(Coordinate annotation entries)
..............................

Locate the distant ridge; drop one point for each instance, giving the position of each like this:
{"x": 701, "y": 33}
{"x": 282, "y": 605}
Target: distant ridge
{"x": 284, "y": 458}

..............................

▶ **What is required**
Rewrite these rows, replacing "distant ridge" with "far ridge" wherever it occurs and keeping everything else the same.

▶ **Answer below**
Locate the far ridge; drop one point for each instance, giving the position of each like this:
{"x": 701, "y": 33}
{"x": 282, "y": 605}
Target: far ridge
{"x": 284, "y": 458}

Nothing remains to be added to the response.